[READING PASSAGE]
Movie theater in San Francisco, California, US

The Balboa Theater is a historic two-screen movie theater in the Outer Richmond neighborhood of San Francisco, California, US. Since 2012, it is part of the CinemaSFBay chain. It was formerly known as the New Balboa Theatre and is also called The Balboa.

== History ==
The theater was founded by the Samuel H. Levin which also owned many neighborhood theaters in the city as part of his chain known as San Francisco Theatres Inc., which included the Alexandria, Coronet, Coliseum, and El Rey. It opened on February 27, 1926, as the New Balboa Theatre, with a 800 person seating capacity. It was named after Vasco Núñez de Balboa. The theatre was run by the Levin family until February 2001.

From 2001 until 2011, the Balboa Theater was owned and operated by Gary Meyer, a co-owner of the Landmark Theatres chain. Under Meyer's leadership, the theater offered lower priced tickets compared to the larger cinema chains, and had nicer food offerings.

The CinemaSF chain which is associated with the nonprofit San Francisco Neighborhood Theatre Foundation, owns the Balboa Theater since 2012, as well as Vogue Theater, and 4-Star Theater in San Francisco. During the COVID-19 pandemic, it was one of the local theaters that suffered a financial loss.

[GIVEN INFORMATION]
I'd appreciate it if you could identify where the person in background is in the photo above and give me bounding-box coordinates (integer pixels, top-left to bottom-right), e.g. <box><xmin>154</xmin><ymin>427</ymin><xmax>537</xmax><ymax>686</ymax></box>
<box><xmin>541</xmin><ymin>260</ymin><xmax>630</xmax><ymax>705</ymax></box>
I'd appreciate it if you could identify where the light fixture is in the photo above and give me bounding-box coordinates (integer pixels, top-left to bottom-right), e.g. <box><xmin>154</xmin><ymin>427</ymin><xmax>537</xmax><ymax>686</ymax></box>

[REQUIREMENT 1]
Answer these questions from the Balboa Theater passage, one line each.
(a) On what date did the theater open?
(b) Who owned and operated the theater from 2001 until 2011?
(c) After whom was the theater named?
[REQUIREMENT 2]
From the Balboa Theater passage, copy the stretch from "Movie theater in San" through "called The Balboa." word for word.

[PROBLEM SOLUTION 1]
(a) February 27, 1926
(b) Gary Meyer, a co-owner of the Landmark Theatres chain
(c) Vasco Núñez de Balboa

[PROBLEM SOLUTION 2]
Movie theater in San Francisco, California, US

The Balboa Theater is a historic two-screen movie theater in the Outer Richmond neighborhood of San Francisco, California, US. Since 2012, it is part of the CinemaSFBay chain. It was formerly known as the New Balboa Theatre and is also called The Balboa.